▶ _Görev Tanımı_: Alıntı metinde “BM’nin 60 yıldır” ifadesinden başlayıp aşağıya doğru “böyle bir olasılık.” ifadesine kadar uzanan bölümün tamamını hiçbir değişiklik yapmadan aynen tekrarla.

▶ _Alıntı Metin_:

Bunun, “ortak zemin var da buna engel olmak istendiği” şeklinde yorumlanmaması gerektiğinin altını çizen Ertuğruloğlu, eğer gerçeklerle ilgili politika yapılacaksa, ortak zeminin olabilmesi için her şeyden önce Rum tarafının ‘Kıbrıs Cumhuriyeti’ diye haksız bir şekilde kullandığı sıfatının ortadan kaldırılması gerektiğini belirtti.
Ertuğruloğlu, “Rum tarafı bu statüsünü kullanmaya devam ettiği sürece, hangi mantık ‘ortak zemin vardır’ deme noktasına gelebilir, bu söz konusu değil” dedi.
-“BM 60 yıldır bu adada ortak zemin bulamadı da 6 ayda Bayan Holguin mi bulacak”
Birleşmiş Milletlerin (BM) Kıbrıs’ta 60. yılını kutlamaya hazırlandığına işaret eden Ertuğruloğlu, görüştüğü Birleşmiş Milletler (BM) Genel Sekreteri’nin Kıbrıs Özel Temsilcisi ve Kıbrıs’taki BM Barış Gücü (UNFICYP) Misyon Şefi Colin Stewart ve ekibinin dikkatini iki noktaya çektiğini aktararak, bu hususları şöyle belirtti.
BM’nin 60 yıldır Kıbrıs’ta bulunmasının, Rum tarafının ‘Kıbrıs sorunu 1974’te başladı’ propagandasının yalan olduğunu kanıtladığını aktaran Ertuğruloğlu, şöyle devam etti:
“BM 60 yıldır bu adada ortak zemin bulamadı da 6 ayda Bayan Holguin mu bulacak, yok böyle bir olasılık.

▶ _Sağlanan Veriler_:
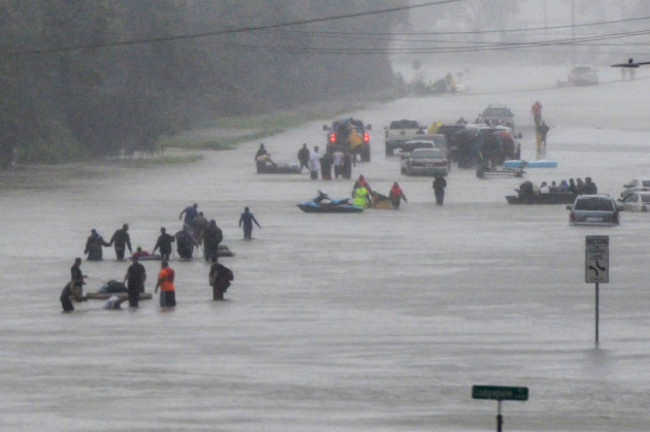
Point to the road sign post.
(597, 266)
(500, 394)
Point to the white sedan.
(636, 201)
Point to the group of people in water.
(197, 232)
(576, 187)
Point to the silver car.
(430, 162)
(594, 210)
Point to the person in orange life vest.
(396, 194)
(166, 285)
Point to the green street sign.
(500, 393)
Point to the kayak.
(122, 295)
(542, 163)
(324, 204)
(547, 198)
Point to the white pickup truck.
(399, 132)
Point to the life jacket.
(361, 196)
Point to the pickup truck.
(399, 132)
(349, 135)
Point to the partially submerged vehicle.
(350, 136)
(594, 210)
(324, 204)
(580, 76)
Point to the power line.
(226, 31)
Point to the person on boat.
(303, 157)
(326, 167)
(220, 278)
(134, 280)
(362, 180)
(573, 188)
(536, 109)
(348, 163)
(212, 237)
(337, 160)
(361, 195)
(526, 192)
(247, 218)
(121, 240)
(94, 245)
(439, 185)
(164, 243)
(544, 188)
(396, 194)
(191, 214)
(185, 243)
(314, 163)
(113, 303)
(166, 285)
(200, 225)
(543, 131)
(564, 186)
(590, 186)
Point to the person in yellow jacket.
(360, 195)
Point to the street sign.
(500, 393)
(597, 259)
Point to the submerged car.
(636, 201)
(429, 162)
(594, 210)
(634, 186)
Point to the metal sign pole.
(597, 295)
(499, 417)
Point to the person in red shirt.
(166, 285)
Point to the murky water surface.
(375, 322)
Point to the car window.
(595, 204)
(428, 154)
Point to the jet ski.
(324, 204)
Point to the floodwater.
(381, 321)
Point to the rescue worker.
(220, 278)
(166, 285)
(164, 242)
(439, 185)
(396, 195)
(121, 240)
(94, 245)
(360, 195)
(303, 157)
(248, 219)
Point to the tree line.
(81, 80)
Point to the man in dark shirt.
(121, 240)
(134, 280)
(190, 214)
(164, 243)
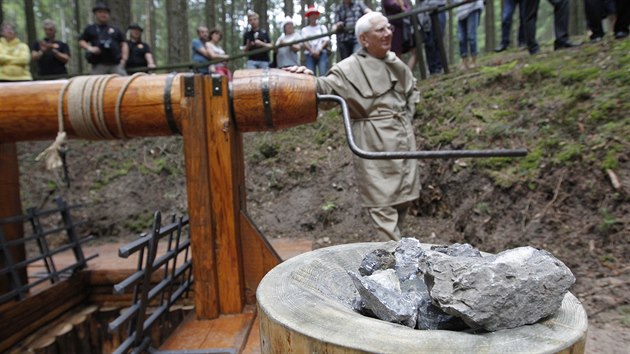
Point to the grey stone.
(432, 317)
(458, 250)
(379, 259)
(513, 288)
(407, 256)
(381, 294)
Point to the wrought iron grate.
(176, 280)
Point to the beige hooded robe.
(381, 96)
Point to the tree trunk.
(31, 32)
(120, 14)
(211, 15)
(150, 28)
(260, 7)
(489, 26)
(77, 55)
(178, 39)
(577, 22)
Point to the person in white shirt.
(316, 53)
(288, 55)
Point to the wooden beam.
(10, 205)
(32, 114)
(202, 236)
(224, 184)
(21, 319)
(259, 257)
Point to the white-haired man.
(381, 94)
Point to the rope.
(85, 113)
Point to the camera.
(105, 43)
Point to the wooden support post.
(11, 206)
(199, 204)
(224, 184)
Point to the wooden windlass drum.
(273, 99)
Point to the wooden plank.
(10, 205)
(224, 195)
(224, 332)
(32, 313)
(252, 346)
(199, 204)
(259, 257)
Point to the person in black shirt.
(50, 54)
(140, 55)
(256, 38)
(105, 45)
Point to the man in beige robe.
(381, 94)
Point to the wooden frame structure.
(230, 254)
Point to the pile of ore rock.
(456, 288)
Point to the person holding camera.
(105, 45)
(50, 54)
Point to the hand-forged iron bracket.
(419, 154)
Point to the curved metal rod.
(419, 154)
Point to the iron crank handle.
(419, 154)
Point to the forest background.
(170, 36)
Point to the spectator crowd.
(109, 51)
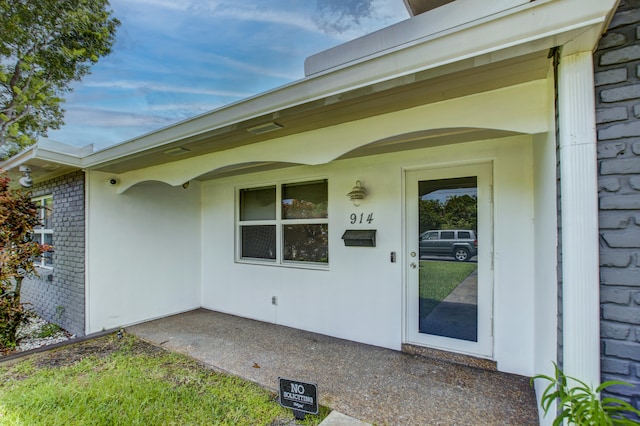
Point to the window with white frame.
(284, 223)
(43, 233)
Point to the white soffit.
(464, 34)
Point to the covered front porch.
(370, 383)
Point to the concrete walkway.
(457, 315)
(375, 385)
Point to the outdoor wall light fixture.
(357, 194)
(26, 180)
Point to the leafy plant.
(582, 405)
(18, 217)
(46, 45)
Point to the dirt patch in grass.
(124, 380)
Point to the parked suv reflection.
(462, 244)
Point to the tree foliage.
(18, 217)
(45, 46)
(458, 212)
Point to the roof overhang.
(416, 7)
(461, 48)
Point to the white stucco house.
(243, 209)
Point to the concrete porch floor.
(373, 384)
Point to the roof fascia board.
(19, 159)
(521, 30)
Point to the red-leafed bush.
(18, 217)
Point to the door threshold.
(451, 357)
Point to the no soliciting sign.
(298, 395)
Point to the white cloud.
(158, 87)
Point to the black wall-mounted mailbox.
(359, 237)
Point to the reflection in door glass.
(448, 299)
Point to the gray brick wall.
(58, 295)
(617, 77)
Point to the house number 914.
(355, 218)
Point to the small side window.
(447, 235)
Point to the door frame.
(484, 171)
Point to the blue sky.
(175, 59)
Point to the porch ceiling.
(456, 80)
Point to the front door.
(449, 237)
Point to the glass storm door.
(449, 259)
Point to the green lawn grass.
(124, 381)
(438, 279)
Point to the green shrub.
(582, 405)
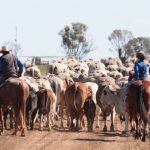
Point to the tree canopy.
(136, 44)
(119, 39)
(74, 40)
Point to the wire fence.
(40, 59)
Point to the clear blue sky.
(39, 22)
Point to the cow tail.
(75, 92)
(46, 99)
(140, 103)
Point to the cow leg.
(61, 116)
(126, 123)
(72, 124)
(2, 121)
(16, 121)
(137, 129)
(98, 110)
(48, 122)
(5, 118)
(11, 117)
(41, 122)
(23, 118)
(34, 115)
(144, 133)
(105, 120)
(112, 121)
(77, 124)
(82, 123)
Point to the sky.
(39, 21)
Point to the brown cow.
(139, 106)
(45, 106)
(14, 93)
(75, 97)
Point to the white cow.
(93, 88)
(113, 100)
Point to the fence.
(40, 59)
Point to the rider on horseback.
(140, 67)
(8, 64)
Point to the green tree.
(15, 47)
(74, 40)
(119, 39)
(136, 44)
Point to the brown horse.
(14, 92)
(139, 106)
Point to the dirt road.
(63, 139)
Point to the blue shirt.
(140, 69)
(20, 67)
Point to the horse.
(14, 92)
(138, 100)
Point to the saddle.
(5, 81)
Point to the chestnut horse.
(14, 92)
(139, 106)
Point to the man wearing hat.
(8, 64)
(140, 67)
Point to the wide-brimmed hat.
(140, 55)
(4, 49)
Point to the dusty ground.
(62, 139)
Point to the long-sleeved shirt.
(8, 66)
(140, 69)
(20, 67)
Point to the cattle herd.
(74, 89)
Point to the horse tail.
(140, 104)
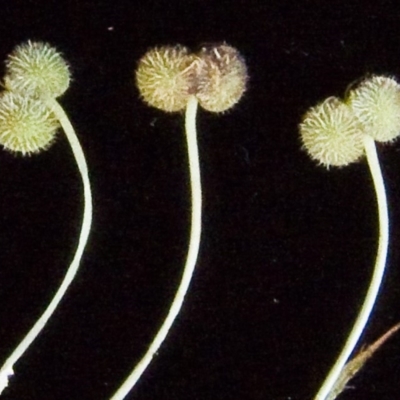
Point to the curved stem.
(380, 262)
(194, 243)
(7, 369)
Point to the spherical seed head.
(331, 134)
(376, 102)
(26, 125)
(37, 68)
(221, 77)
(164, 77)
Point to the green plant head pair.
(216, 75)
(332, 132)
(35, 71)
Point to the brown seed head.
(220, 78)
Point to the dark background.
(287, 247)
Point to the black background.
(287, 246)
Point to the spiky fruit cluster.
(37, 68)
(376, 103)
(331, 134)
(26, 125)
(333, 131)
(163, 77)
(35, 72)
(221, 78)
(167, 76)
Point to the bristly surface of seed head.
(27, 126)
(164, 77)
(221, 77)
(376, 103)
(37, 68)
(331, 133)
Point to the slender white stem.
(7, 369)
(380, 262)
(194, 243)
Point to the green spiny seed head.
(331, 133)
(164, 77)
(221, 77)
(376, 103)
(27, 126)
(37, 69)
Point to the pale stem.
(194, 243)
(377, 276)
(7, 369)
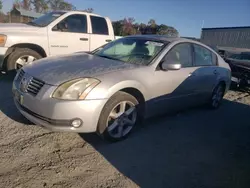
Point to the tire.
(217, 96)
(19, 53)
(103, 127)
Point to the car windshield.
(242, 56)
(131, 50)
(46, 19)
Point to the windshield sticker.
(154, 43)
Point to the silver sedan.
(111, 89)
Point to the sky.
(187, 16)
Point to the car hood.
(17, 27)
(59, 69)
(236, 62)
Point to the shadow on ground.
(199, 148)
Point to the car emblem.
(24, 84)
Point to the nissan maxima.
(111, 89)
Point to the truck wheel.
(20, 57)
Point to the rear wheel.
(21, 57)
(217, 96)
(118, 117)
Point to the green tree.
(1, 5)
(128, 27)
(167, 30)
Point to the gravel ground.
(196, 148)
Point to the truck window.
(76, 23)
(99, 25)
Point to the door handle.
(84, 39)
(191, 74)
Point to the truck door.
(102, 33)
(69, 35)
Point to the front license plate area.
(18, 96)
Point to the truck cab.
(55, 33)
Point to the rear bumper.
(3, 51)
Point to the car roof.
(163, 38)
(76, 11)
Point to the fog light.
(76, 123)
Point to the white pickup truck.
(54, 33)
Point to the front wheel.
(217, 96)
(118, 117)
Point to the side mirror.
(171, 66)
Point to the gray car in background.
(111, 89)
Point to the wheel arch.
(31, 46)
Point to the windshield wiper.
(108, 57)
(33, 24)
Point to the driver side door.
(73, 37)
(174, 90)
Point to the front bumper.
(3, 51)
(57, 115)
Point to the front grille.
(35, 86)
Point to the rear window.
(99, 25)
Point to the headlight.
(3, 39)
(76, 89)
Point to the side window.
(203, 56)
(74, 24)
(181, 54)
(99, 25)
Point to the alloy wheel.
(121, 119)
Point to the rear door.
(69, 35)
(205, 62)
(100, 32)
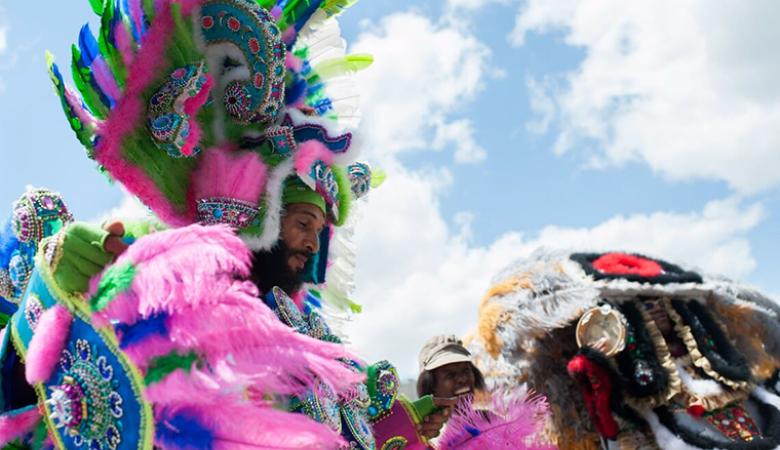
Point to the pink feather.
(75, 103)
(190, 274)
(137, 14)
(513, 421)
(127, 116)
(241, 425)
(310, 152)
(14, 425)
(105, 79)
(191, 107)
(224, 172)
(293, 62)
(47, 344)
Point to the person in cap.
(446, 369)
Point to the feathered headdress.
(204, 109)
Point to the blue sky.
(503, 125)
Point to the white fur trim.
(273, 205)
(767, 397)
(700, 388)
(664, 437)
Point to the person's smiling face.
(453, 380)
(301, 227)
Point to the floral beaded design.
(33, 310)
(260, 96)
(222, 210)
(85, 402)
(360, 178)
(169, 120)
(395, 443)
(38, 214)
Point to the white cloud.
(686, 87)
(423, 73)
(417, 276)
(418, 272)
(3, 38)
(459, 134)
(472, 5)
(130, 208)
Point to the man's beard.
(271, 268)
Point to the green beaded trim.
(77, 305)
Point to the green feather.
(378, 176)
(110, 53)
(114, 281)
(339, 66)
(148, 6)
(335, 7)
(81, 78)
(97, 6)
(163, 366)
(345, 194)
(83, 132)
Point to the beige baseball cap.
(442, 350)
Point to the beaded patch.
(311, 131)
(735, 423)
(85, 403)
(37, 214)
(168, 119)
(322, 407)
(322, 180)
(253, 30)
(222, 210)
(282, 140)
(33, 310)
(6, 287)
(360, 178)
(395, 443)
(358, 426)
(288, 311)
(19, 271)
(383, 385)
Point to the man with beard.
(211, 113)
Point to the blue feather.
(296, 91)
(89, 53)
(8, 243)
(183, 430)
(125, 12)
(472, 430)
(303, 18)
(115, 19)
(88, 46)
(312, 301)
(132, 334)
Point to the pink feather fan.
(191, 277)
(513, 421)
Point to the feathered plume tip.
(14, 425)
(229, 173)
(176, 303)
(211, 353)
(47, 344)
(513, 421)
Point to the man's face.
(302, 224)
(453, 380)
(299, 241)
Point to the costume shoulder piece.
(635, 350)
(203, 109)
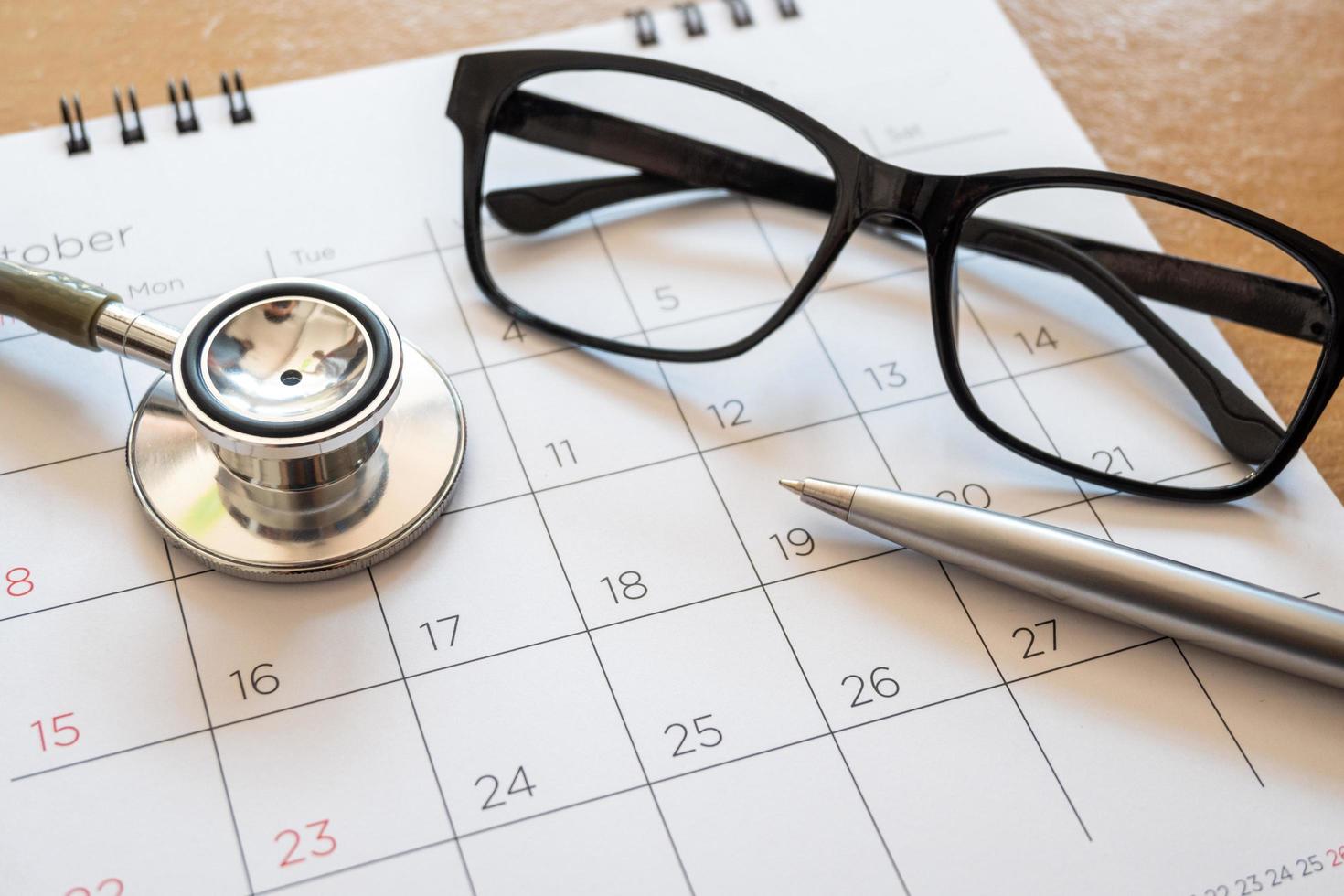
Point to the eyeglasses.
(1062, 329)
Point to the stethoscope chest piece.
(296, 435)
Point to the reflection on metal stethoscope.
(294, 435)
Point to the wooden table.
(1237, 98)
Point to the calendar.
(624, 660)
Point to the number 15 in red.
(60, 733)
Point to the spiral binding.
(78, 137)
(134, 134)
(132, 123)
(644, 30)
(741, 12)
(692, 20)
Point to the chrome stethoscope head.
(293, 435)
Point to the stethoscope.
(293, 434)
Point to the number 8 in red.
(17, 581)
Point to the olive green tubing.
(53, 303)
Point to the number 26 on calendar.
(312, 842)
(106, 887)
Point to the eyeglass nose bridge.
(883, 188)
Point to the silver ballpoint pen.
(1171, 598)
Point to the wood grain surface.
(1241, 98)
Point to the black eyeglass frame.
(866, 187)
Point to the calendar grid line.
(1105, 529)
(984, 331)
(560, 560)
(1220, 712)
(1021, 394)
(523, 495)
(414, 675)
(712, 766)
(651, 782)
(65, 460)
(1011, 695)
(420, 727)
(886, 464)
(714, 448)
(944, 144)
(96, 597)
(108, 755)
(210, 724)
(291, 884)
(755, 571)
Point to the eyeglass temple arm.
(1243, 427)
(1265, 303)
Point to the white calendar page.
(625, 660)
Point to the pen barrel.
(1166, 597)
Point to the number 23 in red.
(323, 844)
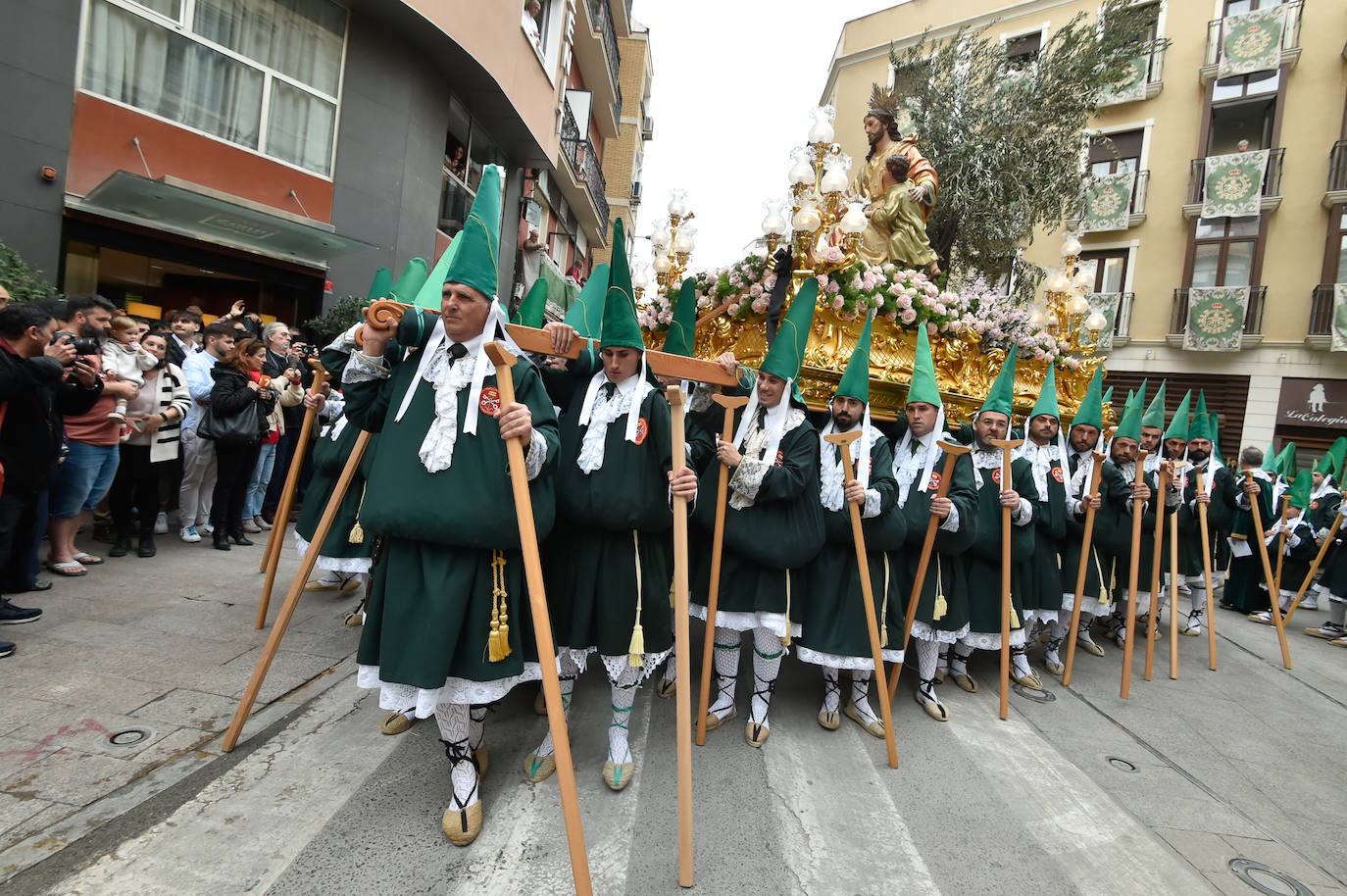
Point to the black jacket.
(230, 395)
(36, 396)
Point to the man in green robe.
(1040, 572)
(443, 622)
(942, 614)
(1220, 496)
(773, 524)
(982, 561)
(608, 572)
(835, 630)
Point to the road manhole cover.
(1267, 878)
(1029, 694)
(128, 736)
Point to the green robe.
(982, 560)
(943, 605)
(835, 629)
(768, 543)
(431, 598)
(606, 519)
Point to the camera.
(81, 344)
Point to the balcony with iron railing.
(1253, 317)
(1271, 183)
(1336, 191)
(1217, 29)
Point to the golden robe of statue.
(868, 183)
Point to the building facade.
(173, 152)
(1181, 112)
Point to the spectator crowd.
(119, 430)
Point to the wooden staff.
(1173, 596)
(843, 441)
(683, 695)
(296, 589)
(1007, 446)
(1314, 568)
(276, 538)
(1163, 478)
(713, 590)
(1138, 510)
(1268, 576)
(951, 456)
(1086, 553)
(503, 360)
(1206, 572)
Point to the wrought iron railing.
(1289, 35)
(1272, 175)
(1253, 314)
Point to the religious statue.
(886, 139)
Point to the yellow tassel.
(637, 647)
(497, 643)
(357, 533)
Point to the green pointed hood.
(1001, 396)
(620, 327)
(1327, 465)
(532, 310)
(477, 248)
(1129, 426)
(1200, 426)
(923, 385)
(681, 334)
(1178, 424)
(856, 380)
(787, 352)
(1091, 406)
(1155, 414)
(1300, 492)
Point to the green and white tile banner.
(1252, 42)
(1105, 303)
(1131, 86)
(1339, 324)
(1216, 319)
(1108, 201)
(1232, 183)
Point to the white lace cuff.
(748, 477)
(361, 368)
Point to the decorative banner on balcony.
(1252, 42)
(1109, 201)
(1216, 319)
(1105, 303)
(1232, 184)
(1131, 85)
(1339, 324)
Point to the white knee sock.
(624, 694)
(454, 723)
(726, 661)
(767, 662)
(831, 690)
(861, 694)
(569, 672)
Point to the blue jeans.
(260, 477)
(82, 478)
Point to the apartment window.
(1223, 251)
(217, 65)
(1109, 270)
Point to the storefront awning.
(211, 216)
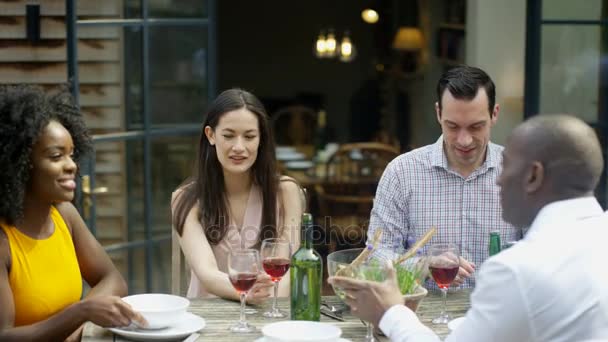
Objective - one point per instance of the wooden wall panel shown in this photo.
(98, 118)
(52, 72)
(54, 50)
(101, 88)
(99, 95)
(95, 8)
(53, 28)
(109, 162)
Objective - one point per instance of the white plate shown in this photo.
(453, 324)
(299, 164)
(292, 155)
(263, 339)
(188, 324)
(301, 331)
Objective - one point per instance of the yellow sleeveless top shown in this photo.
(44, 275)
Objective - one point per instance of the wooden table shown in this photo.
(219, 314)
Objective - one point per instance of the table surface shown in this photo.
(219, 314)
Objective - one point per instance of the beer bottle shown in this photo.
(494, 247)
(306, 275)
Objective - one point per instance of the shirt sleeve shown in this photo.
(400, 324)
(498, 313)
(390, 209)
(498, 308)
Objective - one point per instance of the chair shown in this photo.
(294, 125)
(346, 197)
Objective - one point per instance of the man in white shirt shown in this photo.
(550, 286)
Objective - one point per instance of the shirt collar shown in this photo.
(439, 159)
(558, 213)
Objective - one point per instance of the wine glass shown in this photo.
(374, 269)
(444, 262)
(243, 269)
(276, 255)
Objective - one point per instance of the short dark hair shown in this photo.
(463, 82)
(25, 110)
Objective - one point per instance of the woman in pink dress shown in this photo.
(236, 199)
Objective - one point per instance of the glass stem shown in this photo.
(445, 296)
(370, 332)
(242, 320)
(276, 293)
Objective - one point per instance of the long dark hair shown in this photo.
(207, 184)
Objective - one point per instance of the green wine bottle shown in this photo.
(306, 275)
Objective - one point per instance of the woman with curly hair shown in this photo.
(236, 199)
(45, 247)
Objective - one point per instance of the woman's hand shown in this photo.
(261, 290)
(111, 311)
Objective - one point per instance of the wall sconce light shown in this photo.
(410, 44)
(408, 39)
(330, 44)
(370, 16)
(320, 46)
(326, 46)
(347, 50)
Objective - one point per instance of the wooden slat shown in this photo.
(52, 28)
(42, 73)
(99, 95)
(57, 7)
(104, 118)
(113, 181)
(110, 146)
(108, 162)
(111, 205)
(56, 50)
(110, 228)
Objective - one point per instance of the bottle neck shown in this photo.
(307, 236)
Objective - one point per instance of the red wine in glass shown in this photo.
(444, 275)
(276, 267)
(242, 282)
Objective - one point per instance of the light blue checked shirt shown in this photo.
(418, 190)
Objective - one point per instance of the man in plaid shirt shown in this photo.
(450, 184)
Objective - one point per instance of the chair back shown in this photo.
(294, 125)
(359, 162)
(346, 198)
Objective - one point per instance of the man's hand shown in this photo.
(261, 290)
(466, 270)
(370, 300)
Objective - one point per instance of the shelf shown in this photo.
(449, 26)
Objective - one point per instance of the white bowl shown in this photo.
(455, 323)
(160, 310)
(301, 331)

▶ _Çıktı_:
BM’nin 60 yıldır Kıbrıs’ta bulunmasının, Rum tarafının ‘Kıbrıs sorunu 1974’te başladı’ propagandasının yalan olduğunu kanıtladığını aktaran Ertuğruloğlu, şöyle devam etti:
“BM 60 yıldır bu adada ortak zemin bulamadı da 6 ayda Bayan Holguin mu bulacak, yok böyle bir olasılık.